TASK BRIEF
Render every line of the listing below as a numbered list, skipping blank lines and leaving out the pictures.

— start of DATA SHOWN —

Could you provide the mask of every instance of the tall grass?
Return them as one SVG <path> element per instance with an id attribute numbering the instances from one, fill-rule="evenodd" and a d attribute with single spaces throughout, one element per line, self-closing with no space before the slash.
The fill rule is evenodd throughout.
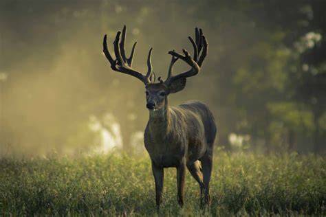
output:
<path id="1" fill-rule="evenodd" d="M 214 157 L 210 209 L 200 208 L 188 172 L 180 208 L 175 169 L 169 168 L 160 214 L 326 214 L 325 157 L 225 152 Z M 79 214 L 155 215 L 147 155 L 0 160 L 0 216 Z"/>

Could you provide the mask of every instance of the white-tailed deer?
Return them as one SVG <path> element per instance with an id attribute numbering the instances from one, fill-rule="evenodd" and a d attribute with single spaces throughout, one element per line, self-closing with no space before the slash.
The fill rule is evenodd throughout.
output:
<path id="1" fill-rule="evenodd" d="M 129 58 L 126 56 L 124 41 L 126 26 L 118 32 L 113 43 L 116 59 L 109 52 L 107 36 L 104 36 L 103 52 L 116 71 L 134 76 L 144 82 L 146 88 L 146 107 L 149 119 L 145 129 L 144 141 L 151 157 L 154 175 L 156 205 L 162 203 L 164 168 L 177 168 L 177 201 L 184 204 L 184 187 L 186 167 L 198 182 L 201 201 L 210 205 L 209 182 L 212 172 L 212 160 L 216 125 L 214 117 L 207 106 L 199 101 L 184 102 L 177 107 L 168 105 L 168 95 L 182 91 L 186 78 L 197 75 L 207 54 L 208 43 L 201 29 L 195 29 L 195 41 L 188 37 L 193 47 L 193 57 L 183 49 L 184 55 L 171 51 L 172 56 L 168 76 L 155 83 L 152 71 L 150 49 L 147 58 L 148 71 L 146 76 L 131 67 L 136 43 Z M 181 59 L 191 67 L 188 71 L 173 76 L 173 65 Z M 201 163 L 199 163 L 201 162 Z"/>

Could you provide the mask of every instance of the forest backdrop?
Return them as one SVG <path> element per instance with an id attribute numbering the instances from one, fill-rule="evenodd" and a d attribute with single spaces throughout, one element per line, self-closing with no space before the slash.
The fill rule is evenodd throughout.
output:
<path id="1" fill-rule="evenodd" d="M 165 78 L 169 50 L 203 29 L 200 73 L 169 96 L 200 100 L 227 150 L 325 151 L 325 1 L 0 1 L 0 155 L 143 150 L 144 88 L 102 52 L 127 26 L 127 50 Z M 179 62 L 175 72 L 186 69 Z"/>

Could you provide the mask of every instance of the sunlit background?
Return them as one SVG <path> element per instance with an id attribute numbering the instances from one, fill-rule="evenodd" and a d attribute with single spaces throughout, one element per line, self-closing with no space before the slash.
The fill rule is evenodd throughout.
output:
<path id="1" fill-rule="evenodd" d="M 145 73 L 148 50 L 165 78 L 168 52 L 200 27 L 200 73 L 170 105 L 199 100 L 228 150 L 325 151 L 325 1 L 0 1 L 0 155 L 144 151 L 144 87 L 102 52 L 127 26 Z M 187 67 L 178 62 L 175 73 Z"/>

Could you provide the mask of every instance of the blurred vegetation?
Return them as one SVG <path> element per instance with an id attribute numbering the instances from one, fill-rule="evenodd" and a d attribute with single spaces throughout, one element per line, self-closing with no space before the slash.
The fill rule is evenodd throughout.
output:
<path id="1" fill-rule="evenodd" d="M 162 216 L 325 216 L 326 160 L 219 150 L 211 209 L 200 209 L 187 172 L 185 207 L 177 202 L 175 169 L 166 170 Z M 0 160 L 1 216 L 153 216 L 155 187 L 147 155 Z"/>
<path id="2" fill-rule="evenodd" d="M 154 71 L 164 78 L 167 52 L 191 51 L 186 37 L 196 26 L 204 30 L 209 51 L 201 73 L 169 103 L 206 102 L 219 145 L 320 153 L 325 8 L 322 0 L 2 0 L 0 152 L 94 148 L 100 139 L 89 129 L 90 117 L 100 122 L 107 114 L 118 123 L 124 147 L 133 146 L 131 135 L 148 118 L 143 84 L 113 72 L 102 54 L 103 35 L 113 42 L 127 24 L 127 49 L 138 42 L 134 67 L 145 71 L 153 47 Z"/>

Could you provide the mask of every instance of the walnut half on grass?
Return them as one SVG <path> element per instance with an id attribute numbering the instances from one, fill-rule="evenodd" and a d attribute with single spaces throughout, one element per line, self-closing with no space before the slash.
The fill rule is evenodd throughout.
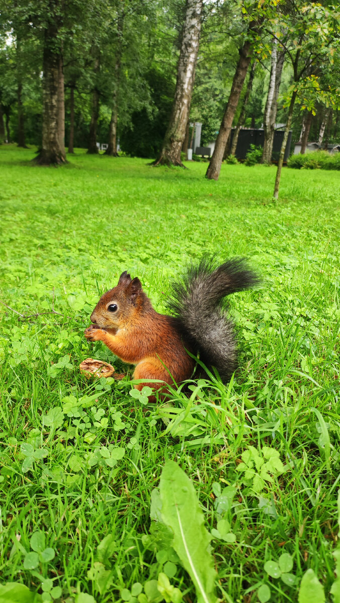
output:
<path id="1" fill-rule="evenodd" d="M 86 358 L 79 365 L 80 373 L 90 379 L 100 379 L 101 377 L 114 377 L 115 369 L 112 364 L 104 362 L 102 360 Z"/>

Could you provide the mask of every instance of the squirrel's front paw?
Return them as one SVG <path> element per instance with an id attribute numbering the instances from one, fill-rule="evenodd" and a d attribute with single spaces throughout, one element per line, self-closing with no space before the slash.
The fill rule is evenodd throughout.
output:
<path id="1" fill-rule="evenodd" d="M 105 331 L 99 329 L 94 324 L 85 329 L 84 335 L 89 341 L 100 341 L 105 335 Z"/>

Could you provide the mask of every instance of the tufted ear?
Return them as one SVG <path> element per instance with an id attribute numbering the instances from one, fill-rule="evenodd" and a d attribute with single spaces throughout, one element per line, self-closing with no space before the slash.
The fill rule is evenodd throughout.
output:
<path id="1" fill-rule="evenodd" d="M 142 283 L 137 277 L 135 279 L 133 279 L 126 288 L 126 294 L 130 297 L 132 302 L 134 302 L 137 295 L 140 293 L 141 293 L 141 291 Z"/>
<path id="2" fill-rule="evenodd" d="M 130 274 L 127 274 L 126 270 L 125 270 L 124 272 L 122 272 L 119 277 L 118 284 L 122 285 L 124 287 L 127 287 L 128 285 L 130 285 L 130 282 L 131 277 L 130 276 Z"/>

— end of DATA SHOWN —

EXERCISE RESPONSE
1. Could you provide the mask of every instance of the tall grass?
2. Return them as one SVG <path> element per instance with an id attribute numbering the instances from one, fill-rule="evenodd" and a d attribute with single spaces throughout, one element per line, self-closing with no space before the slash.
3. The fill rule is evenodd throughout.
4. output:
5. <path id="1" fill-rule="evenodd" d="M 214 157 L 210 209 L 200 208 L 188 172 L 180 208 L 175 169 L 169 168 L 160 214 L 326 214 L 325 157 L 225 152 Z M 79 214 L 155 215 L 147 155 L 0 160 L 0 216 Z"/>
6. Could you provide the mask of every instance of the white-tailed deer?
7. Return them as one SVG <path> element per instance with an id attribute numbering the instances from one, fill-rule="evenodd" and a d attribute with single spaces throughout, one element per line, self-closing with no space before the slash.
8. The fill rule is evenodd throughout.
9. output:
10. <path id="1" fill-rule="evenodd" d="M 129 58 L 126 56 L 124 41 L 126 26 L 118 32 L 113 43 L 116 59 L 109 52 L 107 36 L 104 36 L 103 52 L 116 71 L 134 76 L 144 82 L 146 88 L 146 107 L 149 119 L 145 129 L 144 141 L 151 157 L 154 175 L 156 205 L 162 203 L 164 168 L 177 168 L 177 201 L 184 204 L 184 187 L 186 167 L 198 182 L 201 201 L 210 205 L 209 182 L 212 172 L 212 160 L 216 125 L 214 117 L 207 106 L 199 101 L 184 102 L 177 107 L 168 105 L 168 95 L 182 91 L 186 78 L 197 75 L 207 54 L 208 43 L 201 29 L 195 29 L 195 41 L 188 37 L 193 47 L 193 57 L 183 49 L 184 55 L 171 51 L 172 56 L 168 76 L 155 83 L 152 71 L 150 49 L 147 58 L 148 71 L 146 76 L 131 67 L 136 43 Z M 181 59 L 191 67 L 188 71 L 173 76 L 173 65 Z M 201 163 L 199 163 L 201 162 Z"/>
11. Could you provide the mask of every instance of the forest backdrop?
12. Return them as one SVG <path> element per instance with an id attribute numbering the instances from one, fill-rule="evenodd" and a d attribute with single spaces throughout, one element per line, self-closing with no space before the slash.
13. The fill rule is evenodd throughout.
14. output:
15. <path id="1" fill-rule="evenodd" d="M 165 78 L 169 50 L 203 29 L 200 73 L 169 96 L 200 100 L 227 150 L 325 151 L 325 1 L 0 1 L 0 155 L 143 150 L 144 88 L 102 52 L 127 26 L 127 50 Z M 179 62 L 175 72 L 186 69 Z"/>
16. Could you provide the mask of every instance of the sunlit background?
17. Return them as one SVG <path> element per instance with an id attribute numbering the instances from one, fill-rule="evenodd" and a d attribute with single spaces throughout, one element per line, self-closing with no space before the slash.
18. The fill rule is evenodd throughout.
19. output:
20. <path id="1" fill-rule="evenodd" d="M 145 73 L 148 50 L 165 78 L 168 52 L 200 27 L 200 73 L 170 105 L 199 100 L 228 150 L 325 151 L 325 1 L 0 1 L 0 155 L 144 151 L 144 87 L 102 52 L 127 26 Z M 187 67 L 178 62 L 175 73 Z"/>
21. Could you provide the mask of every instance of the blurred vegetation?
22. Return them as one SVG <path> element per instance with an id attribute numbering the instances from one, fill-rule="evenodd" and a d attribute with single spaces throughout, one element per line, self-closing with no space before the slash.
23. The fill rule is evenodd throughout.
24. output:
25. <path id="1" fill-rule="evenodd" d="M 162 216 L 325 216 L 326 160 L 219 150 L 211 209 L 200 209 L 187 172 L 185 207 L 177 202 L 175 169 L 166 170 Z M 0 160 L 1 216 L 153 216 L 155 187 L 147 155 Z"/>
26. <path id="2" fill-rule="evenodd" d="M 154 71 L 164 78 L 167 52 L 191 51 L 186 37 L 196 26 L 204 30 L 209 51 L 201 73 L 169 103 L 206 102 L 219 145 L 320 153 L 325 8 L 322 0 L 2 0 L 0 152 L 94 148 L 100 139 L 89 129 L 90 117 L 100 122 L 107 114 L 118 123 L 124 147 L 133 146 L 131 135 L 148 118 L 143 84 L 113 72 L 102 54 L 103 35 L 113 42 L 127 24 L 127 49 L 138 42 L 134 67 L 145 71 L 153 47 Z"/>
27. Could you provide the mask of every instance of the walnut half on grass?
28. Return them as one SVG <path> element per instance with an id attribute numbering the instances from one, fill-rule="evenodd" and a d attribute with single spaces throughout, one element per line, self-closing with no space before the slash.
29. The fill rule is evenodd throughout.
30. output:
31. <path id="1" fill-rule="evenodd" d="M 86 358 L 79 365 L 80 373 L 90 379 L 100 379 L 101 377 L 114 377 L 115 369 L 112 364 L 104 362 L 102 360 Z"/>
32. Could you provide the mask of every instance of the squirrel's front paw?
33. Return them as one SVG <path> element per instance with an id attribute numbering the instances from one, fill-rule="evenodd" and a d attribute with single spaces throughout, one element per line, self-closing with no space before the slash.
34. The fill rule is evenodd throughout.
35. output:
36. <path id="1" fill-rule="evenodd" d="M 105 331 L 99 329 L 94 324 L 85 329 L 84 335 L 89 341 L 100 341 L 105 335 Z"/>
37. Could you provide the mask of every instance of the tufted ear?
38. Return them as one SVG <path> element per instance with an id attribute numbering the instances from one, fill-rule="evenodd" and a d attribute with single spaces throughout, one element per line, self-closing with no space before the slash.
39. The fill rule is evenodd throughout.
40. output:
41. <path id="1" fill-rule="evenodd" d="M 142 283 L 137 277 L 135 279 L 133 279 L 126 288 L 126 294 L 130 297 L 132 302 L 134 302 L 137 295 L 140 293 L 141 293 L 141 291 Z"/>
42. <path id="2" fill-rule="evenodd" d="M 130 274 L 127 274 L 126 270 L 125 270 L 124 272 L 122 272 L 119 277 L 118 284 L 122 285 L 124 287 L 127 287 L 128 285 L 130 285 L 130 282 L 131 277 L 130 276 Z"/>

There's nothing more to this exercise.